= VORLIEGENDER TEXT =
-----
So auch mit dem Neffen des Gutsbesitzers, dessen Familie hier bis zur Enteignung 1945 lebte. Jürgen Barnstorf-Brandes stand auf seiner Erinnerungsreise in die Kindheit eines Tages vor der Tür des Herrenhauses.

Bilder von bewegten Zeiten

"Er und die Schwestern des Gutsherren Wilhelm Barnstorf verließen das Anwesen im September 1945. Zu deren Handgepäck", sagt Christoph Herrfurth, gehörte glücklicherweise das Familienalbum. Die Bilder darin erzählen von bewegten Zeiten. Vor allem in den goldenen Zwanzigern hielt ein illustres Leben Einzug im Cattenstedter Gutshaus mit seinem herrlichen Parkgelände."

Davon allerdings war nichts zu ahnen, als Tanja Gräfling und Christoph Herrfurth das verfallene Rittergut, dicht am Stadtrand von Blankenburg gelegen, entdeckten. Sie waren auf der Suche nach Stallungen für ihre Pferde und fanden diesen Ort, an dem sie sich sofort "angekommen" fühlte. "Ich, die nie viel länger als zwei Jahre an einem Ort blieb, lebe nun schon 13 Jahre hier", erzählt Tanja Gräfling und ist immer noch über sich selbst verwundert. Brasilien, Ruanda, Saudi Arabien, Algerien sind Stationen ihrer Jugend; immer mal wieder zwischendurch auch Orte in Westfalen. Ihr Vater war als Ingenieur für die Weltbank oft im Ausland tätig.

Aus Schafstall wurde Reithalle

Dass sie sich gerade hier im Harz zuhause fühlt, habe wohl mit den Wurzeln des Blankenburger Großvaters zu tun, die sie emotional an diesen Ort binden, ist ihre Vermutung.

Tanja Gräfling wohnt in einem der ehemaligen Knechthäuser. Die Nebengebäude des Herrenhauses, die zu DDR-Zeiten von der LPG genutzt wurden, hat sie für ihre Pferde ausgebaut. Aus dem einstigen Schafstall ist eine Reithalle geworden. Sie gibt Reitunterricht und hat den Cattenstedter Parforcejagd-Reitverein gegründet. Die Mitglieder treffen sich im Gewölbekeller, früher befand sich hier ein Obstlager, heute das Casino "Zum Halali".

Die 46-Jährige ist ausgebildete Hotelfach- und -kauffrau, hat ihr erstes juristisches Staatsexamen gemacht und arbeitet als examinierte Physiotherapeutin. Dieser Berufe-Mix ist richtungsweisend bei der Ideenfindung, was man aus dem "Haupthaus" des einstigen Herrensitzes machen könnte: Eine Hotelanlage vielleicht, in der Familien mit behinderten Angehörigen einen entspannten Urlaub verbringen können. Für die Umnutzung des Rittergutes Cattenstedt zu einem entsprechend barrierefreien Erlebnis-Hotel gibt es bereits Architekten-Pläne.
-----
= EINGABEDATEN =
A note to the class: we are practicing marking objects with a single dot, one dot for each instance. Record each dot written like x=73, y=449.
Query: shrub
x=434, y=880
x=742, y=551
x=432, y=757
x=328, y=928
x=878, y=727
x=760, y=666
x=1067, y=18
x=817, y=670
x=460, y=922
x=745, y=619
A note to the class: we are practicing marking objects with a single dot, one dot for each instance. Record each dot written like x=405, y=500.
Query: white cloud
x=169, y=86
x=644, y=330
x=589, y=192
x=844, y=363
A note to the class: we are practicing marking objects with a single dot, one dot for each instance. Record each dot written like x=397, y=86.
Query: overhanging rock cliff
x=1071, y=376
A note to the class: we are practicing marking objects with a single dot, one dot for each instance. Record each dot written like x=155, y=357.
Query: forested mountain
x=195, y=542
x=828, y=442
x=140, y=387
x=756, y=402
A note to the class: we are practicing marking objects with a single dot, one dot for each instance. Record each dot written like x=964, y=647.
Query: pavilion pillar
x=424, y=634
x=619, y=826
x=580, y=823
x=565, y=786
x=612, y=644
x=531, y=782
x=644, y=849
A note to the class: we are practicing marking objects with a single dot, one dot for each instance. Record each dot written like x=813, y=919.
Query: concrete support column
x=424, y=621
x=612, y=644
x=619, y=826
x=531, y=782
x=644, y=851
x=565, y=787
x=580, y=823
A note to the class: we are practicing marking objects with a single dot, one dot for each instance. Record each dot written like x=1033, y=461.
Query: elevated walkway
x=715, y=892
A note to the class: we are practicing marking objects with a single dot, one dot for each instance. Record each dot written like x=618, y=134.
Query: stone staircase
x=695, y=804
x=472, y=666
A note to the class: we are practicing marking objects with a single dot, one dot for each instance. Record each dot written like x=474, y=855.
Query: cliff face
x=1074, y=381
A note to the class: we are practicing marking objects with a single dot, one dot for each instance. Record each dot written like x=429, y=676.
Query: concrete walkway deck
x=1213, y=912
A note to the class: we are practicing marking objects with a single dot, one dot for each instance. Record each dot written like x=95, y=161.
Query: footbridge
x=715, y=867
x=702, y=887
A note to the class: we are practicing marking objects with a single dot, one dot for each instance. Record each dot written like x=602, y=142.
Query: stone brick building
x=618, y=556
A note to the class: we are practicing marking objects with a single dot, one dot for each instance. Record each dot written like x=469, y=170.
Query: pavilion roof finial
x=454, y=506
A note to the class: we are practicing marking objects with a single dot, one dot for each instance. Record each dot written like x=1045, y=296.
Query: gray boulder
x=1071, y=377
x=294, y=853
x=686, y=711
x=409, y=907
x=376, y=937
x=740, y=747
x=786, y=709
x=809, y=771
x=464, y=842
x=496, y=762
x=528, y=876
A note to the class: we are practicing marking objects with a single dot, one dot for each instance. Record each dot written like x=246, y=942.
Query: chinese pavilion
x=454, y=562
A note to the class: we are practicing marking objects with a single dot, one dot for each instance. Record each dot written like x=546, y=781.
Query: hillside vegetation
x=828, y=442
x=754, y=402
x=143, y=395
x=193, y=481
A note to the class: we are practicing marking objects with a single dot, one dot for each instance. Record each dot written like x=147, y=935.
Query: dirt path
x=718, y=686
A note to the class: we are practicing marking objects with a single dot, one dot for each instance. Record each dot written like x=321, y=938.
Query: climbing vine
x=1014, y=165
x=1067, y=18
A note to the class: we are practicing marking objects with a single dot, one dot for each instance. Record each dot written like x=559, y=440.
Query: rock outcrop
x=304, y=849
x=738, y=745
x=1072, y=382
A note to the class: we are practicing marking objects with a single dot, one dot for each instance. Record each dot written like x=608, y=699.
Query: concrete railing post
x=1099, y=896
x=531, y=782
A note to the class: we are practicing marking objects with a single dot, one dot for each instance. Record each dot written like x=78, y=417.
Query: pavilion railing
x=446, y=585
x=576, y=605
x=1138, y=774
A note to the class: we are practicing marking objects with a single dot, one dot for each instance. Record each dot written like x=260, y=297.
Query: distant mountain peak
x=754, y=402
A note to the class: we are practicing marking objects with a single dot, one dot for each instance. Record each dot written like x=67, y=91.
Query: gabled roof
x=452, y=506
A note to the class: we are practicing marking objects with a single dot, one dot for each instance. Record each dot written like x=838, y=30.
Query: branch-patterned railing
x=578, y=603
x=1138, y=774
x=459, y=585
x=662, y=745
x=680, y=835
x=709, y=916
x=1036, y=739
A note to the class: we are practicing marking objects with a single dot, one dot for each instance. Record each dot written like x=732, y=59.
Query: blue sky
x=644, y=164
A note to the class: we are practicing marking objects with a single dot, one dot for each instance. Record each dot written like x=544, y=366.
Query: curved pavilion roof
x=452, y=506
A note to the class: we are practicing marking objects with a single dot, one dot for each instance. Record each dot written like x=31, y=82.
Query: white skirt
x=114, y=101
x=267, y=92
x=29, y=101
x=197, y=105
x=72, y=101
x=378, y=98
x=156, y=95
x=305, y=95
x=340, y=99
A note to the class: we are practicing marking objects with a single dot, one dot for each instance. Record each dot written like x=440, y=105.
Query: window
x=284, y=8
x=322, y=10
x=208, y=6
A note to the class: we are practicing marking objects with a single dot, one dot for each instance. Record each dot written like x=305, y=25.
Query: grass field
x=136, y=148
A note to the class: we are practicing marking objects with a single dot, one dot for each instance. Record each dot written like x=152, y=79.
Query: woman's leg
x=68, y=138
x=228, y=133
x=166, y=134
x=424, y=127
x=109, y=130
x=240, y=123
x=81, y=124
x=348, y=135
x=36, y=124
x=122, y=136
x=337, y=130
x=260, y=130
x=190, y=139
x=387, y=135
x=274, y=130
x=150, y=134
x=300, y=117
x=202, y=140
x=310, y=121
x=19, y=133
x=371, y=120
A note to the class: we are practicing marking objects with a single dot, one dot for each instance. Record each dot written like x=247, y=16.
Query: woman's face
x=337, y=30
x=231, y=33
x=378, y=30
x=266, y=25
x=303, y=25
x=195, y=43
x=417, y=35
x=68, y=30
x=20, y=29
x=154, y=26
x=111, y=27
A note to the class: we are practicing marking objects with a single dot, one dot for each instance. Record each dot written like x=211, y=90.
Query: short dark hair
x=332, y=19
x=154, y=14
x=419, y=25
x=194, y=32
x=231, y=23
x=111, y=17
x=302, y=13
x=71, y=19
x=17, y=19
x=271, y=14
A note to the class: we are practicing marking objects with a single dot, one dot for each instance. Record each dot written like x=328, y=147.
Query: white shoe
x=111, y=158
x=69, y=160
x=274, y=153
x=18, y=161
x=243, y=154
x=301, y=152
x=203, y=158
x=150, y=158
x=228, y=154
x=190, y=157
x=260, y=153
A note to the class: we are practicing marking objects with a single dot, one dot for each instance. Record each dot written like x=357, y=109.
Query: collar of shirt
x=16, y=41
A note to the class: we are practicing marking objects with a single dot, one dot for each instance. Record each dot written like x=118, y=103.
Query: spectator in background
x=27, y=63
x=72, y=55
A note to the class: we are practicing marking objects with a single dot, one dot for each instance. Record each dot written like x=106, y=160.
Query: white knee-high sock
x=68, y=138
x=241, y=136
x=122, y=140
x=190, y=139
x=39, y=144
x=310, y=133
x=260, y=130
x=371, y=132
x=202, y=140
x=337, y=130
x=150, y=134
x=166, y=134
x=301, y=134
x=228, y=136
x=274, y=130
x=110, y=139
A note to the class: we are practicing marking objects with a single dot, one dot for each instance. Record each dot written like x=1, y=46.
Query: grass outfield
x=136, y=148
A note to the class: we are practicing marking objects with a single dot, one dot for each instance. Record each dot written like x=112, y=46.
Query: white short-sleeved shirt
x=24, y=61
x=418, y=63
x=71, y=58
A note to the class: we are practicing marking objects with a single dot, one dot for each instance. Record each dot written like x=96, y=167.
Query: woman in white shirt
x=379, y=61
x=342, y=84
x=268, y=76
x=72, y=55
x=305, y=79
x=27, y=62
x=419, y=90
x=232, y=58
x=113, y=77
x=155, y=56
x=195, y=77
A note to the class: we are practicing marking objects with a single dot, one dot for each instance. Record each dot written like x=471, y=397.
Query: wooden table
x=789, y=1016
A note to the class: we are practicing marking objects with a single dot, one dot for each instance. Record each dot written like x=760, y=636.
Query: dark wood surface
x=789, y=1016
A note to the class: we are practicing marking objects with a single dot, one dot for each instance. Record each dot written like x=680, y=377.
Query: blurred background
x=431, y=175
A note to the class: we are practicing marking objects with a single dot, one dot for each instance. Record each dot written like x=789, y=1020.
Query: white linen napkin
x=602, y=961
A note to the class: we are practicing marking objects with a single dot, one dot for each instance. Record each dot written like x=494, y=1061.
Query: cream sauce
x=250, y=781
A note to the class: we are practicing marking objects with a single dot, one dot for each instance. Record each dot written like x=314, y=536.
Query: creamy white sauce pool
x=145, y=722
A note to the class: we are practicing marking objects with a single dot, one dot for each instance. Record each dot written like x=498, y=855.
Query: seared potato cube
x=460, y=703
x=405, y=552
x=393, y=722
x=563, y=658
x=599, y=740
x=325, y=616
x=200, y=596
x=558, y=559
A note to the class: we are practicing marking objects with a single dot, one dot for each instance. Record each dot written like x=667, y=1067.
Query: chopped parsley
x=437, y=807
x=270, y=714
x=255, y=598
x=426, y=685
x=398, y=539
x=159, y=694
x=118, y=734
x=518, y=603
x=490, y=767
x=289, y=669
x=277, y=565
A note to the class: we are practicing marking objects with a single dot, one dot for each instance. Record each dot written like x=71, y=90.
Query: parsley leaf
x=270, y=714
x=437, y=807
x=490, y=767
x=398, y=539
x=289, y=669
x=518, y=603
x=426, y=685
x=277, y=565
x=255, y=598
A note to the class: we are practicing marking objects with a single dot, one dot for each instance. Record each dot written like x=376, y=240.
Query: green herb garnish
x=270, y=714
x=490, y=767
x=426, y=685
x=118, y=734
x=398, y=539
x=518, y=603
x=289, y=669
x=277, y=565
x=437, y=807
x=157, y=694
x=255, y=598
-----
= FRAGEN =
• A. Zitiere aus dem Text über das Rittergut Cattenstedt die Passage von „Dass sie sich“ bis einschließlich „ist ihre Vermutung.“.
• B. Was ist laut dem Text über das Rittergut Cattenstedt aus dem einstigen Schafstall geworden?
Die Einträge sind eigenständiges Material und gehören nicht zum Text über das Rittergut Cattenstedt.

= ANTWORTEN =
• A.
Dass sie sich gerade hier im Harz zuhause fühlt, habe wohl mit den Wurzeln des Blankenburger Großvaters zu tun, die sie emotional an diesen Ort binden, ist ihre Vermutung.

• B. Eine Reithalle.